[WHAT IS ASKED]:
Omit images. Retype all entries verbatim.

[PROVIDED INFORMATION]:

◇ ◇ ◇ ◇ ◇

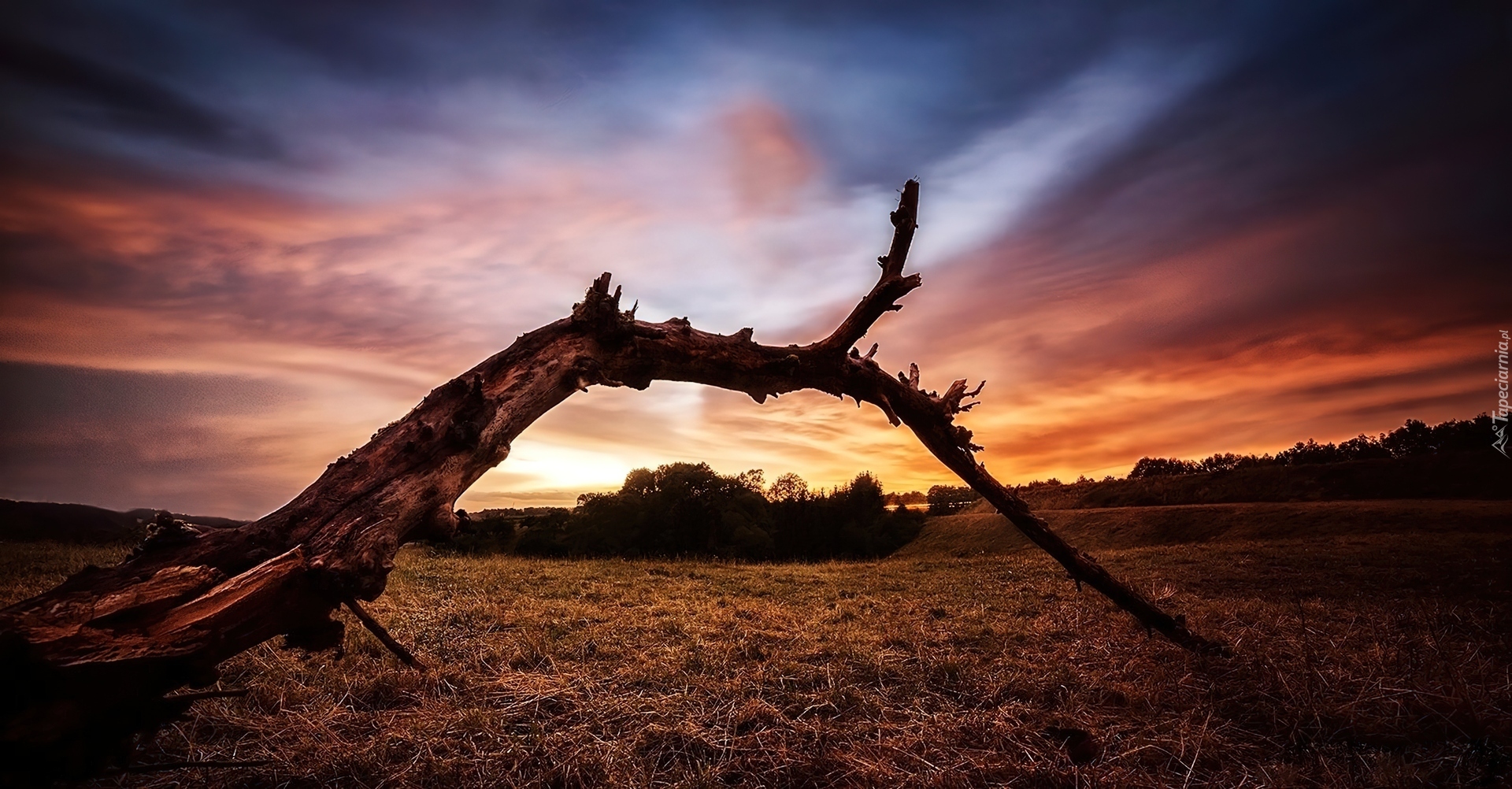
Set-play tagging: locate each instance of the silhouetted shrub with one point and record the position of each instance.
(945, 499)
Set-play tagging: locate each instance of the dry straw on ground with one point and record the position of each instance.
(1362, 661)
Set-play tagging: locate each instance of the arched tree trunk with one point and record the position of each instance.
(90, 662)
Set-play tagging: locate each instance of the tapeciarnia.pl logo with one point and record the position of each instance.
(1499, 419)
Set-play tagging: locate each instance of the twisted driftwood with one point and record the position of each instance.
(88, 665)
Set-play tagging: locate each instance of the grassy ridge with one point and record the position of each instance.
(1367, 659)
(982, 531)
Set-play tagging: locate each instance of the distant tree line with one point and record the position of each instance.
(690, 509)
(1413, 439)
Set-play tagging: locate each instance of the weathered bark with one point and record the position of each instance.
(87, 665)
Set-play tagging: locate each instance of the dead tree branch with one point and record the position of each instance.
(87, 664)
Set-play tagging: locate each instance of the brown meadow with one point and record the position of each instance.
(1362, 659)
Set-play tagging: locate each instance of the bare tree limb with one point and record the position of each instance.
(83, 667)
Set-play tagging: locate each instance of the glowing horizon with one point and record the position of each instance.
(238, 243)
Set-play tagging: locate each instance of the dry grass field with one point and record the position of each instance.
(1362, 659)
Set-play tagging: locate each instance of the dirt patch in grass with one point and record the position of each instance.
(1375, 659)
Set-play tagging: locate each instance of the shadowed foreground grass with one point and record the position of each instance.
(1362, 661)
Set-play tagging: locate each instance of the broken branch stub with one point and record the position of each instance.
(87, 665)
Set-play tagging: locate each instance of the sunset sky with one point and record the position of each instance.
(239, 238)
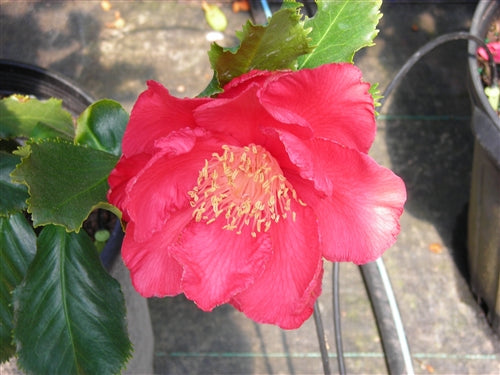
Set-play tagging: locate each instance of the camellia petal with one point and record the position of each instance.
(154, 272)
(125, 170)
(359, 220)
(219, 263)
(161, 187)
(332, 100)
(237, 199)
(155, 114)
(285, 293)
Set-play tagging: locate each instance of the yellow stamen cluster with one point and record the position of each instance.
(245, 184)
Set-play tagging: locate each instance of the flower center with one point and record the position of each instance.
(247, 186)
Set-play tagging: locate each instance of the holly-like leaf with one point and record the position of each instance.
(339, 29)
(65, 181)
(22, 116)
(17, 249)
(101, 126)
(274, 46)
(69, 313)
(13, 197)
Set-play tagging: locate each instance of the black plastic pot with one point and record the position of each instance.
(484, 206)
(21, 78)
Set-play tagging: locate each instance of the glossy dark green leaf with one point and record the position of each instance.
(65, 181)
(17, 249)
(69, 313)
(339, 29)
(22, 116)
(101, 126)
(13, 196)
(271, 47)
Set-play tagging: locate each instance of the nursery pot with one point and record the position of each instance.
(484, 206)
(21, 78)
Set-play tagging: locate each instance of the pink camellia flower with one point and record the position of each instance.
(238, 199)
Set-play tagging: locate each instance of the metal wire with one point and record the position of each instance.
(320, 331)
(336, 319)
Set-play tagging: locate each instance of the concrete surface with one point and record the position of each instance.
(423, 135)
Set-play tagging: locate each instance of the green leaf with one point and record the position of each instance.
(101, 126)
(339, 29)
(17, 249)
(22, 116)
(69, 313)
(13, 197)
(271, 47)
(65, 181)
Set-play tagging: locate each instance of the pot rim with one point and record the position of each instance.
(18, 77)
(483, 15)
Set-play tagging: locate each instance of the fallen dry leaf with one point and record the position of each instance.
(241, 6)
(436, 248)
(118, 23)
(105, 5)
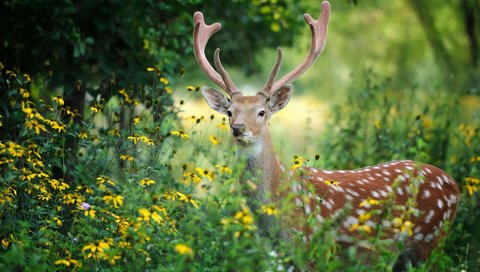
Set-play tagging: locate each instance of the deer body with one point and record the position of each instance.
(435, 194)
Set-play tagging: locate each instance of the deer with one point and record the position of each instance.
(435, 193)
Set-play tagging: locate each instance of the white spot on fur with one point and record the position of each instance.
(418, 237)
(439, 203)
(399, 191)
(426, 194)
(429, 216)
(350, 220)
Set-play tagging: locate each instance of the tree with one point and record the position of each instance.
(459, 61)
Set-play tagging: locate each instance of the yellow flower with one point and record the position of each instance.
(90, 212)
(127, 157)
(96, 248)
(136, 120)
(223, 126)
(224, 169)
(189, 177)
(269, 210)
(205, 173)
(116, 200)
(146, 140)
(213, 140)
(330, 182)
(369, 201)
(187, 199)
(183, 249)
(361, 223)
(27, 77)
(45, 196)
(58, 221)
(67, 262)
(145, 214)
(472, 185)
(59, 100)
(170, 195)
(96, 108)
(180, 133)
(133, 138)
(56, 125)
(146, 182)
(102, 179)
(34, 125)
(244, 217)
(407, 227)
(164, 80)
(114, 132)
(297, 162)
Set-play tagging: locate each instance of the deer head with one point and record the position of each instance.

◇ ◇ ◇ ◇ ◇

[FULL RESPONSE]:
Set-play tagging: locate each instance of the silhouetted shrub with one point and record the position of each instance.
(945, 499)
Set-play tagging: locate each instance of the dry straw on ground with one point and record the position of each instance.
(1362, 661)
Set-play tagging: locate each instance of the arched tree trunk with one point and record the position of each instance.
(90, 662)
Set-play tagging: locate each instance of the tapeciarnia.pl logo with one point and record the position of each instance.
(1499, 419)
Set-play tagging: locate each instance of the twisted driftwood with one point and record the position of each instance.
(88, 665)
Set-play tagging: locate each instance of the grassy ridge with one point and record the position of each instance.
(1367, 659)
(982, 531)
Set-play tagging: locate each instance of the distant tree line with one point and record the position of each instance.
(690, 509)
(1413, 439)
Set-play tagging: locate each instance of the weathered bark with one point and record the position of each instance.
(87, 665)
Set-play tagging: locate each instance of the dead tree branch with one point and record the position of each instance.
(87, 664)
Set-play tagging: locate each instance of the brown meadow with one point and record the position of each instance.
(1362, 659)
Set-play tagging: locate each instance of the bare tree limb with one point and record the position of each instance.
(83, 667)
Set-play tagging: locate each instance of the glowing horizon with one point and record the position of each instance.
(238, 243)
Set-play tagging: locate each instance of the dry grass field with one point and record the position of each instance.
(1362, 659)
Set-play tagging: locate each instance of the dirt patch in grass with one point and record the position of each instance.
(1375, 659)
Set-play tagging: locate each instance of the shadowed foreground grass with one point and record the position of each instance.
(1362, 661)
Set-play tagging: locate each instance of the broken branch stub with one point and record the position of each instance.
(87, 665)
Set-play tagging: locate each instance of the sunset sky with one point and record the position of each instance.
(239, 238)
Set-play tagging: locate each instance of the camellia petal with one point and record the position of each instance.
(154, 272)
(125, 170)
(359, 220)
(219, 263)
(161, 187)
(332, 100)
(237, 199)
(155, 114)
(285, 293)
Set-play tagging: locate each instance of the yellow stamen cluster with one point and record the position of each instance.
(245, 184)
Set-play tagging: locate each instance of the flower center with one point and record the position of each instance.
(247, 186)
Set-play tagging: locate each instance of the holly-like leaf with one point and record the position of each instance.
(339, 29)
(65, 181)
(22, 116)
(17, 249)
(101, 126)
(274, 46)
(69, 313)
(13, 197)
Set-play tagging: locate each instance of the black plastic pot with one point and record the position of each instance.
(484, 206)
(21, 78)
Set-play tagging: locate each instance of the glossy dark green leaf with one point and record the position of each instance.
(65, 181)
(17, 249)
(69, 313)
(339, 29)
(22, 116)
(101, 126)
(13, 196)
(271, 47)
Set-play tagging: locate each instance of the nursery pot with one point and record the position of each instance.
(484, 206)
(21, 78)
Set-play tagging: locate each instance of the pink camellia flower with one point and record the position of each instance.
(238, 199)
Set-play tagging: locate each instance of the metal wire with one point and record the position of each instance.
(320, 331)
(336, 319)
Set-play tagging: locate each instance of the concrete surface with one point and record the position of each instance.
(423, 135)
Set-play tagging: locate each instance of the green leaf with one point and record the position of each instance.
(101, 126)
(339, 29)
(17, 249)
(22, 116)
(69, 313)
(13, 197)
(271, 47)
(65, 181)
Set-play tagging: locate each instance of the pot rim with one point and record the position of each instance.
(18, 77)
(483, 15)
Set-play tagging: locate each instance of the fallen dry leaf with one point and record the position of each instance.
(241, 6)
(436, 248)
(118, 23)
(105, 5)
Set-play tagging: locate each instance of the deer body with one point and record the position of each instance.
(435, 194)
Set-play tagging: locate each instance of the deer with one point and record the position of each instance.
(435, 193)
Set-play tagging: locate each instance of the white spot on fur with one point and record the position of each instance.
(418, 237)
(439, 203)
(399, 191)
(426, 194)
(429, 216)
(350, 220)
Set-play tagging: locate each instance of the tree with one point and record the position of each instance.
(459, 61)
Set-play tagging: locate each instance of the yellow flower with one point and record the position of each instance.
(90, 212)
(127, 157)
(96, 248)
(136, 120)
(223, 126)
(224, 169)
(189, 177)
(269, 210)
(205, 173)
(116, 200)
(146, 140)
(213, 140)
(330, 182)
(369, 201)
(187, 199)
(183, 249)
(361, 223)
(27, 77)
(45, 196)
(58, 221)
(67, 262)
(145, 214)
(472, 185)
(59, 100)
(170, 195)
(96, 108)
(180, 133)
(133, 138)
(56, 125)
(146, 182)
(102, 179)
(34, 125)
(244, 217)
(407, 227)
(164, 80)
(114, 132)
(297, 162)
Set-play tagging: locate each instance of the deer head with one point and record the position of each instance.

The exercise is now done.